> [BRIEF]:
Write out, please, the line containing "the woman's eyebrow" together with all lines after it, up to and including the last one, with no other output.

> [PROVIDED RECORDS]:
________________________

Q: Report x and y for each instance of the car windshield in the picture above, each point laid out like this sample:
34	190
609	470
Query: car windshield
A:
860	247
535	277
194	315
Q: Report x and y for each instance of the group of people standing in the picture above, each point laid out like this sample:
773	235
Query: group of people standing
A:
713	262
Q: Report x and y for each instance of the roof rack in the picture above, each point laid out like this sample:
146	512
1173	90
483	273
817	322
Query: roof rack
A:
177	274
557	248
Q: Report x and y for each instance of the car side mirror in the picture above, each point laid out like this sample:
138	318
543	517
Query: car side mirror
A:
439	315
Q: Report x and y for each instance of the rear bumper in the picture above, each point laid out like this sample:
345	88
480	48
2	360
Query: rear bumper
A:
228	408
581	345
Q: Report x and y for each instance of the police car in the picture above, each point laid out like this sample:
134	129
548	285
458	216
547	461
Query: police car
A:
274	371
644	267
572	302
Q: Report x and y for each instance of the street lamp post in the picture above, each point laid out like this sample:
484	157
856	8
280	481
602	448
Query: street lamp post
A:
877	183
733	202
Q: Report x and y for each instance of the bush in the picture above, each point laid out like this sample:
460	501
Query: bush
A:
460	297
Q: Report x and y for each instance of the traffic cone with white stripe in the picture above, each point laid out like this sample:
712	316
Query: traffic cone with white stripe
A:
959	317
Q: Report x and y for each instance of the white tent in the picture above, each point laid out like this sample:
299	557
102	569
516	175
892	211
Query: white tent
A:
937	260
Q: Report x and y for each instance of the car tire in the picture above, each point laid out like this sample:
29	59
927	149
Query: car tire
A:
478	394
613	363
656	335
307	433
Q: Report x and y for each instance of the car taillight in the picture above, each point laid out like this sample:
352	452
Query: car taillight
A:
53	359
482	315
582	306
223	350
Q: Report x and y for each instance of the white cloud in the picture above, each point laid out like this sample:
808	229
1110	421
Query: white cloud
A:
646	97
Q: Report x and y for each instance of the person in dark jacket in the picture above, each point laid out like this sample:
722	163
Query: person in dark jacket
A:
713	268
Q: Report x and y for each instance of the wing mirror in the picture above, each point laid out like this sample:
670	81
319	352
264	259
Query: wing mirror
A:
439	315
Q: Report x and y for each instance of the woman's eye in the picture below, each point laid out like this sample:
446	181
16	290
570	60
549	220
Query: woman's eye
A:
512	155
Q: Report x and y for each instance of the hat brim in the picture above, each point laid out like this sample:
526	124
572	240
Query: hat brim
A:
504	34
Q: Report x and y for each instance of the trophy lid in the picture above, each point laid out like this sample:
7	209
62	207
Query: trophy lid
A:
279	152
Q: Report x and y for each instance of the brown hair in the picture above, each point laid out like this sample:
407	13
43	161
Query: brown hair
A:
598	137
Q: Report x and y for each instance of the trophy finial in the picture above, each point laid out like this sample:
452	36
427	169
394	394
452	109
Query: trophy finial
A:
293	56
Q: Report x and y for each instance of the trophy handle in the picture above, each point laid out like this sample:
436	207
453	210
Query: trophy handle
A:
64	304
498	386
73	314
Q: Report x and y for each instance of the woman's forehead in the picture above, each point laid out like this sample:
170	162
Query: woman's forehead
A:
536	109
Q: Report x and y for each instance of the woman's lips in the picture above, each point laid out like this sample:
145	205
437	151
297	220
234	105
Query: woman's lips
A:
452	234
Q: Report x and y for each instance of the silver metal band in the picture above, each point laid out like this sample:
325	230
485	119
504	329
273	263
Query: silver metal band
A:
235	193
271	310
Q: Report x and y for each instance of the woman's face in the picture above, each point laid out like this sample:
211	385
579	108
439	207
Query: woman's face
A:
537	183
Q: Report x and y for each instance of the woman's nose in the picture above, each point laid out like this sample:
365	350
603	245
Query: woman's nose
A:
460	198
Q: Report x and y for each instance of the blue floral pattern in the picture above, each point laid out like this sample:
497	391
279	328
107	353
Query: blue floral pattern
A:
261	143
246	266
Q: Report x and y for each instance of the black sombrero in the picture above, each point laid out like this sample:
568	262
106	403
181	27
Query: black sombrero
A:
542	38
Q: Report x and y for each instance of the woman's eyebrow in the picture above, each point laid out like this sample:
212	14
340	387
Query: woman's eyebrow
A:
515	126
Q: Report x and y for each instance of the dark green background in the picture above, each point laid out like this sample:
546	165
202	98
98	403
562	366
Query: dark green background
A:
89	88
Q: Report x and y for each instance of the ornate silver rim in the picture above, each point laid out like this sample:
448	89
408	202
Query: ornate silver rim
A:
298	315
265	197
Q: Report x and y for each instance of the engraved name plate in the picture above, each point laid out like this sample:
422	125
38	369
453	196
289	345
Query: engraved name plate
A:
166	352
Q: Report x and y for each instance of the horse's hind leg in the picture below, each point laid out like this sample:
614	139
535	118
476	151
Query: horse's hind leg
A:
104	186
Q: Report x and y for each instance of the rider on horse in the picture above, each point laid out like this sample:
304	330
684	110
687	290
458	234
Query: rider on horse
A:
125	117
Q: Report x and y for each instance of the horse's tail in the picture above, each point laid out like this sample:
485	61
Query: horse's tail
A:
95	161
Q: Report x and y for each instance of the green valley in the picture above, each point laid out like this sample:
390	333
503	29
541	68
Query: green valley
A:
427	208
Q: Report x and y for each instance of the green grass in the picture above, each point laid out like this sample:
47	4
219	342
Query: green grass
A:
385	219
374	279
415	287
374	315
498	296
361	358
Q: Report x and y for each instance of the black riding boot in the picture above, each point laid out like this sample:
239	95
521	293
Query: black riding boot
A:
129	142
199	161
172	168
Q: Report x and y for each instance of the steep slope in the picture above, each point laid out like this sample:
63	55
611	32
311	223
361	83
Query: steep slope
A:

________________________

> [PROBLEM SOLUTION]:
Q: Report x and y for each instance of the woman's eyebrow in the picture above, each point laid out like this sample:
212	14
340	387
Query: woman's eyebrow
A:
515	126
Q: Report x and y for each instance of the dark green background in the picture above, each point laid out like this sample:
546	165
202	98
98	403
562	366
Query: dark green background
A:
89	88
Q: Report x and y for each instance of the ornate silver rim in the picture above, each point laid out like this sample:
448	89
408	202
Query: ornate silver rim
A:
298	315
265	197
Q: Report x and y for each instance of the engraved name plate in the picture above, each point laid out like this sample:
422	125
38	369
453	196
289	345
Query: engraved name plate
A:
166	352
Q: Report x and y for each instance of the horse's hind leg in the picture below, each point laid out like this sample:
614	139
535	118
476	151
Query: horse's hind leg
A:
104	186
Q: Report x and y for each instance of the rider on horse in the picture above, each point laid out like this sample:
304	330
684	110
687	290
458	234
Query: rider on horse
A:
125	117
Q: Report x and y for each instance of the horse's tail in the picture above, each point laid out like this sample:
485	61
Query: horse's tail
A:
95	161
Q: Report x and y for each instance of the green valley in the picture above, each point laid out like this sample:
390	333
503	29
541	68
Query: green valley
A:
427	208
Q: Report x and y for each instance of the green grass in the picture above, each point laid out like this sample:
47	4
219	342
Query: green grass
A:
385	219
374	279
415	287
374	315
498	296
361	358
Q: Report x and y for each instance of the black riding boot in the picture above, each point laid out like this sample:
239	95
521	293
Query: black riding boot
A:
129	142
199	161
172	168
Q: Report x and y for each instance of the steep slope in the picture above, each point laid out like this sample:
63	55
611	32
311	223
361	83
Query: steep slope
A:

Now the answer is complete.